------ TEXT SECTION

Power system security and reliability can be improved by investing in new network assets to allow connected regions to access more firm installed capacity across the NEM. All five regions of the NEM are connected by high voltage transmission lines known as interconnectors. These interconnectors provide normal supplies to allow trading between regions and backup capacity when needed.

With growing VRE generation, it may be necessary to invest in new and upgraded interconnectors. The benefits of this for power system security and reliability need to be weighed up against the added cost to consumers. Recent analysis of potential solutions to the technical challenges posed by high renewable integration in South Australia found that some proposed interconnector options could be effective in addressing a range of technical issues, but they are either very expensive or have long lead times, or both³⁷.

The COAG Energy Council has convened a review of the Regulatory Investment Test for Transmission (RIT-T) that applies to investments in new electricity transmission assets in the NEM, such as interconnectors. The review will assess whether the test remains effective and where appropriate recommend improvements. A report is due to the COAG Energy Council in December 2016.

------------
------ INFORMATION SUPPLIED

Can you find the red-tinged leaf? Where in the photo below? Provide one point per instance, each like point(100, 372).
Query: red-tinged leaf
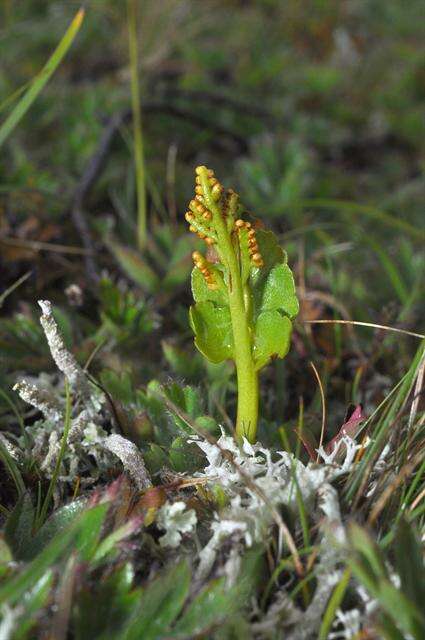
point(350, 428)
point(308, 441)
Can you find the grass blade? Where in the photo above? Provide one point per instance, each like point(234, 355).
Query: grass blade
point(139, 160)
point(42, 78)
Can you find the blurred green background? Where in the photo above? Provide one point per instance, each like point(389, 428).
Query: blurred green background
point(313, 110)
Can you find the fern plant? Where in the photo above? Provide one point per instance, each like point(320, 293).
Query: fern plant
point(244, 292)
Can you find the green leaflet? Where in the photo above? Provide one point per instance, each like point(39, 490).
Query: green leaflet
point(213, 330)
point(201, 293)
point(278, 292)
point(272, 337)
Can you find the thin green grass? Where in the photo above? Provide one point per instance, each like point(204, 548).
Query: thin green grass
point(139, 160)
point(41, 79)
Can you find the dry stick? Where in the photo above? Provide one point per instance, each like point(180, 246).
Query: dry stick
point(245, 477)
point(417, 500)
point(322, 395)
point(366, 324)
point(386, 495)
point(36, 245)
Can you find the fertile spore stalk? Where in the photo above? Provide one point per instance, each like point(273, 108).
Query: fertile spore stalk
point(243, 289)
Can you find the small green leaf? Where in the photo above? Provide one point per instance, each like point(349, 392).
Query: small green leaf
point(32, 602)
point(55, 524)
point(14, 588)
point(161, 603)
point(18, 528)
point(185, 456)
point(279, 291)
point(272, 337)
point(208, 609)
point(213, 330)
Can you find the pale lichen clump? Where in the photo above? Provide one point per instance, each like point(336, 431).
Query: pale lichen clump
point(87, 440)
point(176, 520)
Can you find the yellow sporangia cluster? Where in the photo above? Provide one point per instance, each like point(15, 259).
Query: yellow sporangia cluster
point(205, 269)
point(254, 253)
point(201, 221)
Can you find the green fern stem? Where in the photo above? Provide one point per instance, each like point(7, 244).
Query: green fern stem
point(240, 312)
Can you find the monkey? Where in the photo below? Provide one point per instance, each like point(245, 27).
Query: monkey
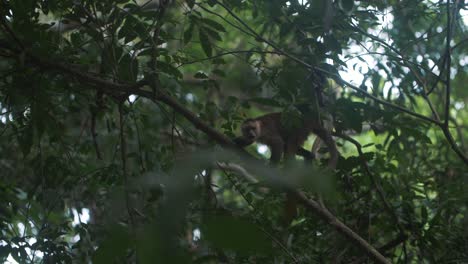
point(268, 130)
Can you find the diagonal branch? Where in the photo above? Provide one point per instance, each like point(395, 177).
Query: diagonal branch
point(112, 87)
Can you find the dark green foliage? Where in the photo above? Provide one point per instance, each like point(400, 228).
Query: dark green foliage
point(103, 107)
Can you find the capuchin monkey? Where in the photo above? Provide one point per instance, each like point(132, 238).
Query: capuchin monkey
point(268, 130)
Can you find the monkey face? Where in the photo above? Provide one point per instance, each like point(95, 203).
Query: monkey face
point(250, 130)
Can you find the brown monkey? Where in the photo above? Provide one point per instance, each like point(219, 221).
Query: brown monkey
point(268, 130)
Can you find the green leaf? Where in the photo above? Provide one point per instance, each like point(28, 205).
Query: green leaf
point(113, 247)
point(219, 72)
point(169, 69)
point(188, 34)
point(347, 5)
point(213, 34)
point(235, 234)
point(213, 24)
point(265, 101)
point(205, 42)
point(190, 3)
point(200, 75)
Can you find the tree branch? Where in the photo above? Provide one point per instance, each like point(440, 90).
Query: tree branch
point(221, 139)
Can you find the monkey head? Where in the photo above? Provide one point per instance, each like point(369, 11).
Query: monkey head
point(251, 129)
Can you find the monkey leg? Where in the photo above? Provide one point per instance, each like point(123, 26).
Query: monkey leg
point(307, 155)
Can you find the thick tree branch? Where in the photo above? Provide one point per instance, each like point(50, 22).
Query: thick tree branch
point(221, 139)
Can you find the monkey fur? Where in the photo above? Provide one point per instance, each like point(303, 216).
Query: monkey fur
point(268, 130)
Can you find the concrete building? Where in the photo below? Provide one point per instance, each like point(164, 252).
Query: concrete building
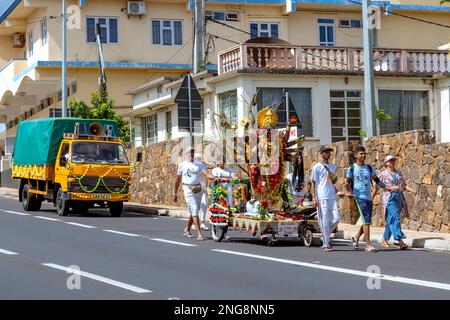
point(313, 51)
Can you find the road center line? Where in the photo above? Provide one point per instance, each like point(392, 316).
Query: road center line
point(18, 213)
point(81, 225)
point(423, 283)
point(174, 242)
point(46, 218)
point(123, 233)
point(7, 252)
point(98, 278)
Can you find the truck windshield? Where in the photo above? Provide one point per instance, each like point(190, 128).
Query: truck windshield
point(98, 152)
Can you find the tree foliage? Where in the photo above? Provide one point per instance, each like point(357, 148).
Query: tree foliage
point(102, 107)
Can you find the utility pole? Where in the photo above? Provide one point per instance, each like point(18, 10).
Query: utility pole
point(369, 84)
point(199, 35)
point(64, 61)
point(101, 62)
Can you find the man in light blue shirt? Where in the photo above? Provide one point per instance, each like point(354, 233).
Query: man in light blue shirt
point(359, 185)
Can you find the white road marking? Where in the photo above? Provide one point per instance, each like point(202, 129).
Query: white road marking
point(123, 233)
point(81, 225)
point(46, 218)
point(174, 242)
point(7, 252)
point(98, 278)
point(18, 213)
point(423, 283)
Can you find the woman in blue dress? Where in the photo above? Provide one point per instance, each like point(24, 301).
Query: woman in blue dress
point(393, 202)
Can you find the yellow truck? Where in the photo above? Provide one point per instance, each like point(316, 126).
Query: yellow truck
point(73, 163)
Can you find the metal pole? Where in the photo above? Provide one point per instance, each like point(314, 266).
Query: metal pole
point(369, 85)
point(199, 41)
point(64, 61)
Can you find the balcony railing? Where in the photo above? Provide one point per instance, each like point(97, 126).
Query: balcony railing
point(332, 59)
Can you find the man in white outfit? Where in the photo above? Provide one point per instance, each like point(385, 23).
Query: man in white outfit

------------

| AIM OF THE EXERCISE |
Copy the part of the interconnectors text from "With growing VRE" up to and including "in December 2016.", word for word. The records have no connection to the text about interconnectors.

| PROBLEM SOLUTION |
With growing VRE generation, it may be necessary to invest in new and upgraded interconnectors. The benefits of this for power system security and reliability need to be weighed up against the added cost to consumers. Recent analysis of potential solutions to the technical challenges posed by high renewable integration in South Australia found that some proposed interconnector options could be effective in addressing a range of technical issues, but they are either very expensive or have long lead times, or both³⁷.

The COAG Energy Council has convened a review of the Regulatory Investment Test for Transmission (RIT-T) that applies to investments in new electricity transmission assets in the NEM, such as interconnectors. The review will assess whether the test remains effective and where appropriate recommend improvements. A report is due to the COAG Energy Council in December 2016.